Dataset entries
========================================
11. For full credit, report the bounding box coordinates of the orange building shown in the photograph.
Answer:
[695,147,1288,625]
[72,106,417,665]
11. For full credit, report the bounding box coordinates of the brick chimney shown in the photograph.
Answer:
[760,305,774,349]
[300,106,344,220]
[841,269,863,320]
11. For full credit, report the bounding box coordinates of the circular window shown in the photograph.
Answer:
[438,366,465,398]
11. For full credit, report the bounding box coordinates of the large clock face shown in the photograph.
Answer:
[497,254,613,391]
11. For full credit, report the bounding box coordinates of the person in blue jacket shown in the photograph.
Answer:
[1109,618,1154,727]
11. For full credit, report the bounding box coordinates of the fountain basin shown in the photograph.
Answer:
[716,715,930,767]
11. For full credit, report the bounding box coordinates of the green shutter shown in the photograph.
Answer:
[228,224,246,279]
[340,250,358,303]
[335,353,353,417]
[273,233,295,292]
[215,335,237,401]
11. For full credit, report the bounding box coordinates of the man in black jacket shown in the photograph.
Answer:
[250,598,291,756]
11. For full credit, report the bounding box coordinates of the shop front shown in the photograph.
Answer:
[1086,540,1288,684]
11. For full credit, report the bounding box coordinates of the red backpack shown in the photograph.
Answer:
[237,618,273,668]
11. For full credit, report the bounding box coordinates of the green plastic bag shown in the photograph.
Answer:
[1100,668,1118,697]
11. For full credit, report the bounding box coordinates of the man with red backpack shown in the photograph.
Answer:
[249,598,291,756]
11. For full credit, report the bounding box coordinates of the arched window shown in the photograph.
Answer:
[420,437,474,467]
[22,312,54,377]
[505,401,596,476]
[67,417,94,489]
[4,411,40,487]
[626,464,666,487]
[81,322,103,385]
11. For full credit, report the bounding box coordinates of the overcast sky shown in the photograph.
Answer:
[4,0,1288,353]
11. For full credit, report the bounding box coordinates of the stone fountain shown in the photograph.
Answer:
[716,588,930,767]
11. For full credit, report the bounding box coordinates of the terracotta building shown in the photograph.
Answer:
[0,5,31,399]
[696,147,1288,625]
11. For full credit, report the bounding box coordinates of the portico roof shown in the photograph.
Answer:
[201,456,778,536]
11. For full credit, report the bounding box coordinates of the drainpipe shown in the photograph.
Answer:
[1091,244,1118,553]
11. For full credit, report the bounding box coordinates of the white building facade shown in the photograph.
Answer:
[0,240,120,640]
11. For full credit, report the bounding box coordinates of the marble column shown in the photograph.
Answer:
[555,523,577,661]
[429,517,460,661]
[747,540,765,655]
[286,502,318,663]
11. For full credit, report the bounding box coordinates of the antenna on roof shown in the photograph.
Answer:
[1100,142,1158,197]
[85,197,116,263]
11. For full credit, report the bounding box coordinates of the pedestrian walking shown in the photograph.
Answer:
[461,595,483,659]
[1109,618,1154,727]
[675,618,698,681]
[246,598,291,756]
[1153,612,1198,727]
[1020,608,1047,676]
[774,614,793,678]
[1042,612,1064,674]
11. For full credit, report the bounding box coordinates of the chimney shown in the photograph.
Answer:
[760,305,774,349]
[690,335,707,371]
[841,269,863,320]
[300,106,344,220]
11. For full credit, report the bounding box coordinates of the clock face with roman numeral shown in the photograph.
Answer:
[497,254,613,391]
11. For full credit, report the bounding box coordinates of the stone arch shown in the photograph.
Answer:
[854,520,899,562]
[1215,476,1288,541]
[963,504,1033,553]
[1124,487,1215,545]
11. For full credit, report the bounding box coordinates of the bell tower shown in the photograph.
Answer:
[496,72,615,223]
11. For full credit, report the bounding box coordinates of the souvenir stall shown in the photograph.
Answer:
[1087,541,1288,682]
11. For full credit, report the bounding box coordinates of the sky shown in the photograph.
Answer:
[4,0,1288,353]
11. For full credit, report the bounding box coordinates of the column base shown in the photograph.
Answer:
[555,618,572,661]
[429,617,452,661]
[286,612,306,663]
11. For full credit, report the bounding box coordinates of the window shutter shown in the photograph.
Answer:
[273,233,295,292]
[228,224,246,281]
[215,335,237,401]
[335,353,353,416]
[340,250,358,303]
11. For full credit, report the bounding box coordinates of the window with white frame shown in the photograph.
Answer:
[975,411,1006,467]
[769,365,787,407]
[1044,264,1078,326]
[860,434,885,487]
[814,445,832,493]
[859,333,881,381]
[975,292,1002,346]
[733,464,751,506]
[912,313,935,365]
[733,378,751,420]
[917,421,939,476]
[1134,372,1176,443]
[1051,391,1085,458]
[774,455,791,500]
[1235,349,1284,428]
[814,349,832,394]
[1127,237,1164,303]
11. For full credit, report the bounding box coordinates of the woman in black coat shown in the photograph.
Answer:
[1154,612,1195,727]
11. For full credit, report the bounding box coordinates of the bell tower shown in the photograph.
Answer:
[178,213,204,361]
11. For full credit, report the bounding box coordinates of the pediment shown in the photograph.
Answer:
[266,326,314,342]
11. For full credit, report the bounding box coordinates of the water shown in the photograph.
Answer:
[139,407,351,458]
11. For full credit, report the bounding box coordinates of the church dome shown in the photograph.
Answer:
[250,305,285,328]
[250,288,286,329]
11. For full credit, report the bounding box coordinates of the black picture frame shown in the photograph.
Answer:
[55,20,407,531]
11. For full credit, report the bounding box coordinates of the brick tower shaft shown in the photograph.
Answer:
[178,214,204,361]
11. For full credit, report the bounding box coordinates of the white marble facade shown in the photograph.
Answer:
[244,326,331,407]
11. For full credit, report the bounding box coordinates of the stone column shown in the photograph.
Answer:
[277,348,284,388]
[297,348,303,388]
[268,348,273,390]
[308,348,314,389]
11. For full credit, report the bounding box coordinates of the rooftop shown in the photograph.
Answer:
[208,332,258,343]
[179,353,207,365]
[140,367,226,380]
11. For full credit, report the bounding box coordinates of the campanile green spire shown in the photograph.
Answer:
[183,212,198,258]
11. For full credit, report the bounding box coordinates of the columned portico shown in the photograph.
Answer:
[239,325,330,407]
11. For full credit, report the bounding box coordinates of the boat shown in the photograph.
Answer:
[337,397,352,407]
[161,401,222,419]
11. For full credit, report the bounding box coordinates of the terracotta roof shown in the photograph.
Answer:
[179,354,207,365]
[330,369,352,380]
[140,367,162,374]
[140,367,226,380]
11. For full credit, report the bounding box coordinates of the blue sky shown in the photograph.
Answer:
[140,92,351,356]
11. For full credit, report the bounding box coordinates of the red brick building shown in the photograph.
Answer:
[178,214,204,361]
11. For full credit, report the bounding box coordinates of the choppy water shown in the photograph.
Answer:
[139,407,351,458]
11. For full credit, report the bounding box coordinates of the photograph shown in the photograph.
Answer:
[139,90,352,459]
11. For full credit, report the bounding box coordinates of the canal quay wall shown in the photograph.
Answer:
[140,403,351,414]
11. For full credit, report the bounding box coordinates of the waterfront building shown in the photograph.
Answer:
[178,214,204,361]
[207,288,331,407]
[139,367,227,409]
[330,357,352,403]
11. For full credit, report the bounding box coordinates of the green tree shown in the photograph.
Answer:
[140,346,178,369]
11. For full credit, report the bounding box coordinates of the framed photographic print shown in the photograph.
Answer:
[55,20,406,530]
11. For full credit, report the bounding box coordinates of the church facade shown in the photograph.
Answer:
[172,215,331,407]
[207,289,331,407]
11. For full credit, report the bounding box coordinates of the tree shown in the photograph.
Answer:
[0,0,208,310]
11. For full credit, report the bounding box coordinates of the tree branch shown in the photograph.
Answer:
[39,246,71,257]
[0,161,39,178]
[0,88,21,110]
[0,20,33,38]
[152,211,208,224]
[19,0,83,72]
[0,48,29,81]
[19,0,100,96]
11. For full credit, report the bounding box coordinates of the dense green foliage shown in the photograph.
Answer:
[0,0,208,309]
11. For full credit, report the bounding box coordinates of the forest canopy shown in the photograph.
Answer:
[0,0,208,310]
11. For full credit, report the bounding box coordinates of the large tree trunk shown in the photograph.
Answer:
========================================
▸ **What is expected**:
Give again the lines from the line holding "waterfront building shown in the photograph." through the close of the listing, both included, exactly as written and with nothing else.

▸ **In response**:
11. For full credit, report the bounding box coordinates of the waterfront building shown in the photograph.
Answer:
[178,214,204,361]
[207,288,331,407]
[139,367,227,409]
[330,357,352,403]
11. For full credit, report the bounding box coordinates of the green tree shown in the photograph.
Answer:
[140,346,178,369]
11. For full credit, report the bounding box coordinates of the framed photographic print shown in the photograph.
Answer:
[55,20,406,530]
11. For full credit, report the bounding box coordinates of the church facade shown in the photograph.
Answer:
[172,215,331,407]
[207,289,331,407]
11. For full credit, report the bounding box coordinates of the tree shown in the photograph.
Answer:
[0,0,208,310]
11. For full credit, report the bounding box coordinates of the tree branch shown in the photograph.
Answer:
[39,246,71,257]
[0,161,39,178]
[0,88,21,110]
[0,20,33,38]
[152,211,208,224]
[19,0,83,72]
[0,48,29,81]
[19,0,100,96]
11. For full credit, report the bounding box coordinates of the dense green foliage shown in the photograph.
Answer:
[0,0,208,309]
11. For full credit, report the bounding box coordinates of the forest canopy shown in the photograph.
Answer:
[0,0,208,310]
11. For full credit, report the bounding box coordinates of the large tree trunk shown in the photograph.
Answer:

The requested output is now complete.